▶ _Exercise text_
Executives could be wary in absorbing AI decisions if there is lack of transparency. Most AI decisions don’t have explainability built into it. When a decision is made and an action is taken that risks millions of dollars for an enterprise, or it involves people’s lives/jobs, saying AI made this decision so we are acting on it is not good enough.

The results produced by AI and actions taken based on that cannot be opaque. Until recently, most systems have been programmed to explicitly recognize and deal with predetermined situations. However, traditional, non-cognitive systems hit a brick wall when encountering scenarios for which they were not programmed. AI systems, on the other hand, have some degree of critical thinking capability built in, intended to more closely mimic the human brain. As new scenarios arise, these systems can learn, understand, analyze and act on the situation without the need for additional programming.

The data used to train algorithms needs to be maintained in an accountable way — through secure storage, validation, auditability, and encryption. Emerging methods such as blockchain or other distributed ledger technologies also provide a means for immutable and auditable storage. In addition, a third-party governance framework needs to be put in place to ensure that AI decisions are not only explainable but also based on facts and data. At the end of the day, it should be possible to prove that if a human expert, given the same data set, would have arrived at the same results — and AI didn’t manipulate the results.

Data-based decisions by AI are almost always based on probabilities (probabilistic versus deterministic). Because of this, there is always a degree of uncertainty when AI delivers a decision. There has to be an associated degree of confidence or scoring on the reliability of the results. It is for this reason most systems cannot, will not, and should not be automated. Humans need to be in the decision loop for the near future. This makes the reliance on the machine based decisions harder when it comes to sensitive industries such as healthcare, where 98% probability of a decision is not good enough.

Things get complex and unpredictable as systems interact with one another. “We’re beginning to accept that the true complexity of the world far outstrips the laws and models we devise to explain it,” according to David Weinberger, Ph.D., affiliate with the Berkman Klein Center for Internet and Society at Harvard University. No matter how sophisticated decision-making becomes, critical thinking from humans is still needed to run today’s enterprises. Executives still need to be able to override or question AI-based output, especially within an opaque process.

Tasks to raise executive confidence

Consider the following courses of action when seeking to increase executives’ comfort levels in AI:

  • Promote ownership and responsibility for AI beyond the IT department, from anyone who touches the process. A cultural change will be required to boost ethical decisions to survive in the data economy.
  • Recognize that AI (in most situations) is simply code that makes decisions based on prior data and patterns with some guesstimation of the future. Every business leader — as well as employees working with them — still needs critical thinking skills to challenge AI output.
  • Target AI to areas where it is most impactful and refine these first, which will add the most business value.
  • Investigate and push for the most impactful technologies.
  • Ensure fairness in AI through greater transparency, and maximum observability of the decision-delivery chain.
  • Foster greater awareness and training for fair and actionable AI at all levels, and tie incentives to successful AI adoption.
  • Review or audit AI results on a regular, systematic basis.
  • Take responsibility, and own decisions, and course correct if a wrong decision is ever made — without blaming it on AI.

Inevitably, more AI-assisted decision-making will be seen in the executive suite for strategic purposes. For now, AI will be assisting humans in decision-making to perform augmented intelligence, rather than a unicorn-style delivery of correct insights at the push of a button. Ensuring that the output of these AI-assisted decisions is based on reliable, unbiased, explainable, ethical, moral, and transparent insights will help instill business leaders’ confidence in decisions based on AI for now and for years to come.

▶ _Information provided_
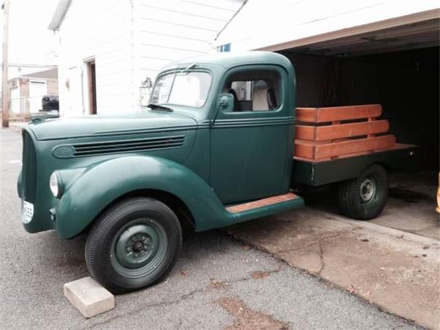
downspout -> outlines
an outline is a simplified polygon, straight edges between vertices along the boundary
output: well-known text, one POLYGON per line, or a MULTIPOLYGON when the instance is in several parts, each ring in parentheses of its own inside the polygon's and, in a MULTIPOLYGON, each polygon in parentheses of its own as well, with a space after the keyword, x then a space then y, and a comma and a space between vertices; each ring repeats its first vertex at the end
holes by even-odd
POLYGON ((136 87, 136 88, 135 88, 135 78, 134 78, 134 71, 135 71, 135 41, 134 41, 134 38, 135 38, 135 33, 134 33, 134 30, 135 30, 135 19, 134 19, 134 4, 133 4, 133 0, 130 0, 130 6, 131 6, 131 24, 130 25, 130 26, 131 27, 131 31, 130 31, 130 34, 131 34, 131 45, 130 45, 130 50, 131 50, 131 61, 130 61, 130 71, 131 71, 131 88, 130 89, 131 90, 131 98, 130 100, 130 102, 131 103, 131 111, 133 111, 135 108, 136 108, 136 104, 135 103, 135 100, 138 100, 138 98, 135 98, 135 93, 136 93, 136 90, 138 90, 138 88, 136 87))
POLYGON ((226 28, 226 27, 229 25, 229 23, 231 23, 231 21, 232 21, 234 18, 238 14, 238 13, 240 12, 240 11, 243 9, 243 8, 245 6, 247 2, 248 2, 248 0, 243 1, 243 3, 241 3, 241 6, 240 6, 240 8, 237 10, 236 12, 234 13, 230 19, 229 19, 229 20, 226 22, 226 24, 224 25, 224 26, 221 28, 221 30, 219 31, 219 33, 217 33, 217 35, 215 36, 215 38, 214 38, 214 41, 217 40, 217 38, 219 38, 219 36, 221 34, 221 32, 223 32, 226 28))
POLYGON ((82 105, 82 116, 85 115, 85 104, 84 104, 84 69, 82 65, 81 68, 81 102, 82 105))

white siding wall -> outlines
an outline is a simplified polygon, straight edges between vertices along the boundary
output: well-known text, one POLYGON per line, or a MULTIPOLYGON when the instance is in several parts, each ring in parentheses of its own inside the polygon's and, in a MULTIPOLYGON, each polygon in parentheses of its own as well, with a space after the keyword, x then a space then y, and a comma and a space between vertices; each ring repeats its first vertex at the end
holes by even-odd
POLYGON ((215 45, 261 49, 439 7, 438 0, 249 0, 215 45))
POLYGON ((72 0, 61 23, 62 116, 89 113, 87 65, 96 65, 98 113, 138 108, 140 86, 170 61, 213 52, 242 0, 72 0), (67 87, 66 82, 68 81, 67 87))
MULTIPOLYGON (((170 62, 214 52, 211 44, 242 0, 135 0, 133 90, 170 62)), ((135 102, 138 103, 139 96, 135 102)))
POLYGON ((89 112, 87 67, 95 58, 98 113, 131 110, 133 66, 129 0, 73 0, 58 31, 62 116, 89 112))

▶ _Prompt_
Rewrite the part of the text on executive confidence in AI from "Tasks to raise" to "most impactful technologies.", putting "estimation" in place of "guesstimation". The rows after the text are separate material and are unrelated to it.

▶ _Exercise result_
Tasks to raise executive confidence

Consider the following courses of action when seeking to increase executives’ comfort levels in AI:

  • Promote ownership and responsibility for AI beyond the IT department, from anyone who touches the process. A cultural change will be required to boost ethical decisions to survive in the data economy.
  • Recognize that AI (in most situations) is simply code that makes decisions based on prior data and patterns with some estimation of the future. Every business leader — as well as employees working with them — still needs critical thinking skills to challenge AI output.
  • Target AI to areas where it is most impactful and refine these first, which will add the most business value.
  • Investigate and push for the most impactful technologies.